▶ Records for processing:
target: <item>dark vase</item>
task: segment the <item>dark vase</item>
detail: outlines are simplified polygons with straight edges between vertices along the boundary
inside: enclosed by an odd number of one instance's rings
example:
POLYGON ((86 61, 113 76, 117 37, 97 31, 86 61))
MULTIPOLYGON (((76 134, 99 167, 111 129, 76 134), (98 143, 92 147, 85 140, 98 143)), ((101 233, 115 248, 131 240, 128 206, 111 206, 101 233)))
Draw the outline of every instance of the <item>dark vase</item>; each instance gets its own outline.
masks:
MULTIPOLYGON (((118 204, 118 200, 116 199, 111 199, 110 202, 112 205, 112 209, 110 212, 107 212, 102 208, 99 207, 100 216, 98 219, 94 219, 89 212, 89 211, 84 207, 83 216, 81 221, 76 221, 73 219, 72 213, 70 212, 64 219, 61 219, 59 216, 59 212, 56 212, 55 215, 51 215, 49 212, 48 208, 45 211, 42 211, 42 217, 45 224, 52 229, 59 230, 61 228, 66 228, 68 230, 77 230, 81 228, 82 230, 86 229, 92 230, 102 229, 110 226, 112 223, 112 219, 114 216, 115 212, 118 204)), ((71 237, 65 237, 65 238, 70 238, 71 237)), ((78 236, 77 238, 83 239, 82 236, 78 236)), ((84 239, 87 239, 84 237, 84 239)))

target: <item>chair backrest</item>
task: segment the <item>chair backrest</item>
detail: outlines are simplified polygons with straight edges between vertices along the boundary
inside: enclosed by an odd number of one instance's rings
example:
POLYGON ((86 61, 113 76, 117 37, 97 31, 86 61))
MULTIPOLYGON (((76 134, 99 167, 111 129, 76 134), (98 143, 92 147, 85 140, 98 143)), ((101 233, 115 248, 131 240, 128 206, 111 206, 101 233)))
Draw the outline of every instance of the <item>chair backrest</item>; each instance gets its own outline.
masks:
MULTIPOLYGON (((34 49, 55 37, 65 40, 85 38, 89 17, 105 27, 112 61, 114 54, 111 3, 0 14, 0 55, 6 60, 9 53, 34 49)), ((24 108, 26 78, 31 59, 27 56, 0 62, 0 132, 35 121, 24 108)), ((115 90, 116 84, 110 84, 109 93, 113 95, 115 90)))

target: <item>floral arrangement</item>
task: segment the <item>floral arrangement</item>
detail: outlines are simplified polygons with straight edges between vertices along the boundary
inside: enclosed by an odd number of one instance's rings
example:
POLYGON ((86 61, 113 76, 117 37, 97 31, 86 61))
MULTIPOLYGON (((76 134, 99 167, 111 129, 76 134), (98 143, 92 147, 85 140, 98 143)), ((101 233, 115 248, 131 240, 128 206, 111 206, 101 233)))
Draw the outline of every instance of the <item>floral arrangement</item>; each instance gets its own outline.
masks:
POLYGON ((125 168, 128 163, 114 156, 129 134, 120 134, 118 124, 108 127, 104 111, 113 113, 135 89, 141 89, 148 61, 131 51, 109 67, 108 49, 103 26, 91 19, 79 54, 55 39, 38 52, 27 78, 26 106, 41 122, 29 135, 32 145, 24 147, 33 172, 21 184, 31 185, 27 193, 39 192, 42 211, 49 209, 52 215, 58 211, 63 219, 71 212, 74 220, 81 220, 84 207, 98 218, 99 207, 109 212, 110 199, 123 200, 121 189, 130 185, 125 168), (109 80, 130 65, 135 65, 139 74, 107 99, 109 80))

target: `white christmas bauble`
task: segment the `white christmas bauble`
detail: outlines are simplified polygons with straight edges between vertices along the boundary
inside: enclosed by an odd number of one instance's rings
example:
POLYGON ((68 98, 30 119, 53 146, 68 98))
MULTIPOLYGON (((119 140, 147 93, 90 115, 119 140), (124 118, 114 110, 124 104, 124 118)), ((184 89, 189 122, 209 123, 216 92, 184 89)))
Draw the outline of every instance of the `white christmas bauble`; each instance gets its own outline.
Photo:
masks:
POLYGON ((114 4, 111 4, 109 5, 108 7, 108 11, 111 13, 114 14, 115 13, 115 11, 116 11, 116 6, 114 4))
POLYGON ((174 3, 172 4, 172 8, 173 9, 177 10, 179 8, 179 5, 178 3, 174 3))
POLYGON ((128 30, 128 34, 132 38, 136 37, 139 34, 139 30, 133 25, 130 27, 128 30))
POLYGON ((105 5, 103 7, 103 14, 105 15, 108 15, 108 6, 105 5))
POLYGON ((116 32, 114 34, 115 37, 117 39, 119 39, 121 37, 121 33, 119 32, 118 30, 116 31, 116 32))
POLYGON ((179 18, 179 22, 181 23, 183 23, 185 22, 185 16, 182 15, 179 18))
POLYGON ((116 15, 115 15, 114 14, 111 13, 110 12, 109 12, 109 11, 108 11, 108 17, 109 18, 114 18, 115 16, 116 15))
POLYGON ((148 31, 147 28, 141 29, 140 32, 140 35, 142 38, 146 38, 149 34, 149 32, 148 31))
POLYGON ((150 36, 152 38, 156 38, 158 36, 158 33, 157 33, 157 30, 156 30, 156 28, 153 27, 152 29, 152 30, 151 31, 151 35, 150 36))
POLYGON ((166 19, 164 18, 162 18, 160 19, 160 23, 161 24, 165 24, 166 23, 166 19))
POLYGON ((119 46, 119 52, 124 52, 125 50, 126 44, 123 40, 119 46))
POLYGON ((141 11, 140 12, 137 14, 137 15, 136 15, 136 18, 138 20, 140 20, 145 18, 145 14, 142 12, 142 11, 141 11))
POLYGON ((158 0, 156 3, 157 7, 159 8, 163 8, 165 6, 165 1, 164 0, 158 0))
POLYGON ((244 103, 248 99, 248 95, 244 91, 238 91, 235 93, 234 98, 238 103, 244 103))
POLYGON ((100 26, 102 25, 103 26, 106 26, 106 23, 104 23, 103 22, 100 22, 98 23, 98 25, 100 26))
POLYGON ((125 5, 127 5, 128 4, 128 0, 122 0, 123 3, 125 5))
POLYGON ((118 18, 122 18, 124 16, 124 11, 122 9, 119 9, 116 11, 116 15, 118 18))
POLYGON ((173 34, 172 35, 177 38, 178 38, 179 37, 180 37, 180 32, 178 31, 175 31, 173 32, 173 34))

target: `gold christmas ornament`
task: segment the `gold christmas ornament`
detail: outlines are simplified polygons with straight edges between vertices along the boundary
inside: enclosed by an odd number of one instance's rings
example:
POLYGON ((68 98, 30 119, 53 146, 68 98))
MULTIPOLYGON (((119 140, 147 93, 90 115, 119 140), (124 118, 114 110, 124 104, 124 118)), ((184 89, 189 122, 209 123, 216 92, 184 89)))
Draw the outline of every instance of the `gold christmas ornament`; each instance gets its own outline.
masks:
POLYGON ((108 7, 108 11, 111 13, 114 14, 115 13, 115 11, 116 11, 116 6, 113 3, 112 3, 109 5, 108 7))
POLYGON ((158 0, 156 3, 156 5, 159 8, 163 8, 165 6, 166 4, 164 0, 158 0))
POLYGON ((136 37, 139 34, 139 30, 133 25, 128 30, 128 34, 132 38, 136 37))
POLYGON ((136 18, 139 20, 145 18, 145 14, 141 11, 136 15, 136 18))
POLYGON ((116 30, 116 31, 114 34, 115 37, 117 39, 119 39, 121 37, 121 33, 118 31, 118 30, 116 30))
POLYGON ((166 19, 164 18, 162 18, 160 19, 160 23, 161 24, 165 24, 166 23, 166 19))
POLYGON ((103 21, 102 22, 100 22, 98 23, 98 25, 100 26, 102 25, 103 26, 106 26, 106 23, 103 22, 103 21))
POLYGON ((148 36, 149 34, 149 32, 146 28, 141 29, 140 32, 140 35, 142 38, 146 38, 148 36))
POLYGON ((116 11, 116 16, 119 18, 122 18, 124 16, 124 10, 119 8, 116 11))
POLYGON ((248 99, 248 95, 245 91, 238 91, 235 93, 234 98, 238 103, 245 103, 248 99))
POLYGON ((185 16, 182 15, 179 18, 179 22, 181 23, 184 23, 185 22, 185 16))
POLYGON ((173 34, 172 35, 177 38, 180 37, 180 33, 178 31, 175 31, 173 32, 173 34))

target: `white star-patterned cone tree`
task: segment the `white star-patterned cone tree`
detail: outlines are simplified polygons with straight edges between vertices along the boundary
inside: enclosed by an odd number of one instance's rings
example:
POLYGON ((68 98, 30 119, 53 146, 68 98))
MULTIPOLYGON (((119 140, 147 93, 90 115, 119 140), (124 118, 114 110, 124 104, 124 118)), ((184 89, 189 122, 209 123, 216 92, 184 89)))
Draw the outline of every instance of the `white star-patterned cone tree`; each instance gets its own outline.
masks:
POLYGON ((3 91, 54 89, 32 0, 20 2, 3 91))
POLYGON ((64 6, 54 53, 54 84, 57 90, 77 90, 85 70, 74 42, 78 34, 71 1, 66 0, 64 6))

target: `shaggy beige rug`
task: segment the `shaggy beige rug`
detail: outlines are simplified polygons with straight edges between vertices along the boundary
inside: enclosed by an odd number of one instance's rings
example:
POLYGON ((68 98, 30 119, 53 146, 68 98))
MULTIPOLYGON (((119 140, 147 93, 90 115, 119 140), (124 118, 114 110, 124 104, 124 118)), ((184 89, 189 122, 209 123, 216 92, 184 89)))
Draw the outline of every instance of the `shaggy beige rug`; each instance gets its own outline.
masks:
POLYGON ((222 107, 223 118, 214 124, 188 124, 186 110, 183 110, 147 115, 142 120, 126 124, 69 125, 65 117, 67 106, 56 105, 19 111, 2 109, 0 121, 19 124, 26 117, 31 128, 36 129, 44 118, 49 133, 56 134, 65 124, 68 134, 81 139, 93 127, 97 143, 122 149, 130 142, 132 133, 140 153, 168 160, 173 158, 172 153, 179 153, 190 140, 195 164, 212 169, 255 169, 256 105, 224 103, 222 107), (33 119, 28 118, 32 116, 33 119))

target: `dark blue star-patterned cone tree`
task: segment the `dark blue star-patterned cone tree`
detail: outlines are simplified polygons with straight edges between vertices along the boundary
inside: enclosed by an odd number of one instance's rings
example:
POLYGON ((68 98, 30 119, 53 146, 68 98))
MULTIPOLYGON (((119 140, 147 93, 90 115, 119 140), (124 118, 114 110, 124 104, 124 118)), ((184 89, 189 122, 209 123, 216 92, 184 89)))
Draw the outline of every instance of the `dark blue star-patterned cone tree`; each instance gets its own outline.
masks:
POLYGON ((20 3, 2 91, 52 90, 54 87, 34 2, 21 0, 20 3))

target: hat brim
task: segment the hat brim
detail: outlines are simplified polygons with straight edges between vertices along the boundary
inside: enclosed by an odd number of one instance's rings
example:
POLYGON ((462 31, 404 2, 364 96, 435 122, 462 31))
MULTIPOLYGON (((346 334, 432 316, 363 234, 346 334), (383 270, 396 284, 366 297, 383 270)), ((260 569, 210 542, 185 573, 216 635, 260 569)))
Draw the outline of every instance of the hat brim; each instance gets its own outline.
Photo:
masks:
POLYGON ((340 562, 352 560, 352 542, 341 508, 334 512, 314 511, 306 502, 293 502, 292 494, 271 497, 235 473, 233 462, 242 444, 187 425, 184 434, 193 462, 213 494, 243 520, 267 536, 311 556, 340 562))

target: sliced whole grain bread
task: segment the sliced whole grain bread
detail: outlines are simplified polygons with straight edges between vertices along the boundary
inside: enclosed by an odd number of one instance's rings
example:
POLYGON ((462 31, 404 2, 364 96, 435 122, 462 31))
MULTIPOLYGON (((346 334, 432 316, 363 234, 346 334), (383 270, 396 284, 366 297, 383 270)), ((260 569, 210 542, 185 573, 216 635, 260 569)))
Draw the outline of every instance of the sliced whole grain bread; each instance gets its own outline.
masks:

▶ Exercise:
Repeat the lines above word for word, starting with the line that contains "target: sliced whole grain bread" and going on through the last line of the records.

▶ Solution to this exercise:
target: sliced whole grain bread
task: segment the sliced whole grain bread
detail: outlines are simplified polygons with straight edges between vertices along the boundary
inside: enclosed by an odd number of one instance's rings
example:
POLYGON ((462 31, 404 2, 364 96, 435 122, 462 31))
MULTIPOLYGON (((346 334, 432 316, 363 234, 346 334), (383 270, 396 284, 366 297, 383 270)), ((260 569, 210 542, 185 573, 216 635, 260 569)))
Draw the outline of every instance of the sliced whole grain bread; each instance gets its own outline.
masks:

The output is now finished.